[Opening Records supplied section]

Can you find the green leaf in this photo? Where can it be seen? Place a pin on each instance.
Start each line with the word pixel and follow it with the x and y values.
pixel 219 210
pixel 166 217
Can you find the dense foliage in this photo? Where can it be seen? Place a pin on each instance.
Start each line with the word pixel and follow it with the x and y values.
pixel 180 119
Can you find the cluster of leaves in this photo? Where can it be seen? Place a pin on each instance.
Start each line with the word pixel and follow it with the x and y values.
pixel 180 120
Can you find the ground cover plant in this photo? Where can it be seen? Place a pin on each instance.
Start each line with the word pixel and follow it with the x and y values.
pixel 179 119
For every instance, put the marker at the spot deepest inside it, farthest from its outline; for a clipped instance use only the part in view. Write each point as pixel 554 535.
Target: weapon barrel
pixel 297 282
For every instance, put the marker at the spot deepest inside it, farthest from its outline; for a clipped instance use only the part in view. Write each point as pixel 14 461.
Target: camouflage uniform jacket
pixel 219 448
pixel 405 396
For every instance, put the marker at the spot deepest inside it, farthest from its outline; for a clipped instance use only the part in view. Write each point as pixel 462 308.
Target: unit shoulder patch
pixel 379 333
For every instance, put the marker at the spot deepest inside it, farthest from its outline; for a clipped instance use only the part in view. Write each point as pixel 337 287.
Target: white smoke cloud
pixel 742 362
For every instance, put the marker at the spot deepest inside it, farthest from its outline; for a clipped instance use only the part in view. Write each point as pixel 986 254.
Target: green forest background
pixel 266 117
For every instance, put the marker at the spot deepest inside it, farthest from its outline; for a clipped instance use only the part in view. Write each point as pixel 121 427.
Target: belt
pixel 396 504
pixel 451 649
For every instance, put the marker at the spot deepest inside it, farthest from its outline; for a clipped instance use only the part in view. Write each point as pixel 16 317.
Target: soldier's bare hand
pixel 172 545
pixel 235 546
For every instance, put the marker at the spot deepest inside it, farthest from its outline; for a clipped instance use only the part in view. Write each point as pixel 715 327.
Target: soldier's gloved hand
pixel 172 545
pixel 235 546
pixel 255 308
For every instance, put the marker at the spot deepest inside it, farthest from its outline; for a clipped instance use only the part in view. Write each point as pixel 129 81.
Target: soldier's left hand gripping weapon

[Closing Records supplied section]

**Exercise goal**
Write out all the entries once more, exactly.

**Exercise result**
Can you find the green leaf in this photo? Where can it be seen? Place a pin on each instance.
Start each line with the word pixel and follow it with the x and y values.
pixel 219 210
pixel 166 217
Can you find the dense foliage in this photo? Where can it be seen? Place a pin on each instance.
Start each line with the word pixel and follow it with the x and y values.
pixel 180 119
Can you find the cluster of leaves in this photo? Where can it be seen? Place a pin on each instance.
Start each line with the word pixel and follow it with the x and y values.
pixel 180 120
Can you find the ground cover plant in this photo? Where can it be seen? Place a pin on each instance.
Start each line with the word pixel and follow it with the x and y values.
pixel 179 119
For every instance, put the marker at the spot deepest inside it, farthest from its outline; for a clipped instance use only the part in view. Write each point as pixel 554 535.
Target: weapon barrel
pixel 297 282
For every instance, put the marker at the spot deepest inside it, farthest from its outline; for a clipped instance use only the part in view. Write each point as pixel 14 461.
Target: camouflage uniform jacket
pixel 219 448
pixel 405 396
For every instance, put the marker at the spot deepest inside it, farthest from its outline; for a clipped instance use only the part in view. Write each point as pixel 462 308.
Target: unit shoulder patch
pixel 379 333
For every instance, put the marker at the spot deepest inside it, farthest from its outline; for a clipped instance use only the part in view. Write each point as pixel 337 287.
Target: white smoke cloud
pixel 742 362
For every instance, put the marker at the spot deepest inside it, farthest from its outline; for a clipped instance use only the part in view. Write each point as pixel 986 254.
Target: green forest background
pixel 266 117
For every instance, put the marker at the spot deepest inside it, farthest from its outline; for a clipped instance use only the part in view. Write each point as pixel 121 427.
Target: belt
pixel 396 504
pixel 451 649
For every instance, put the marker at the spot deepest inside it, farthest from its outline; for a clipped instance use only the part in view. Write each point as pixel 16 317.
Target: soldier's bare hand
pixel 172 545
pixel 235 546
For every instance, put the marker at the spot deepest inside it, farthest from its outline; for a clipped instance use only the part in view. Write each point as pixel 715 327.
Target: soldier's gloved hand
pixel 172 545
pixel 235 546
pixel 255 308
For every instance, put the marker at the spot deepest inside it, farthest from its outline; for a clipped instance use only the part in view. Write each point as pixel 129 81.
Target: soldier's left hand gripping weapon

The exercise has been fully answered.